# [Exercise]
Rewrite the material below, swapping every "deepest" for "farthest" and keeping all other text the same.

BEGIN Extracted entries

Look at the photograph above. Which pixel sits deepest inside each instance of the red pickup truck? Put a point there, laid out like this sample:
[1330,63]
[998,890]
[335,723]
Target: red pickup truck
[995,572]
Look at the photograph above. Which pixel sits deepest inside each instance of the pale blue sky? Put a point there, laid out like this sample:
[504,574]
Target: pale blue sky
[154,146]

END Extracted entries

# [Written answer]
Look at the photograph above. Which pixel sits farthest inside each instance of the red pickup truck? Put a point there, laid out like this sample:
[1330,63]
[998,890]
[335,723]
Target: red pickup truck
[995,572]
Look at the photograph above. Which pixel sits farthest inside each instance of the pale blue sky? Put a point there, laid out like this sample:
[504,574]
Target: pale blue sky
[154,146]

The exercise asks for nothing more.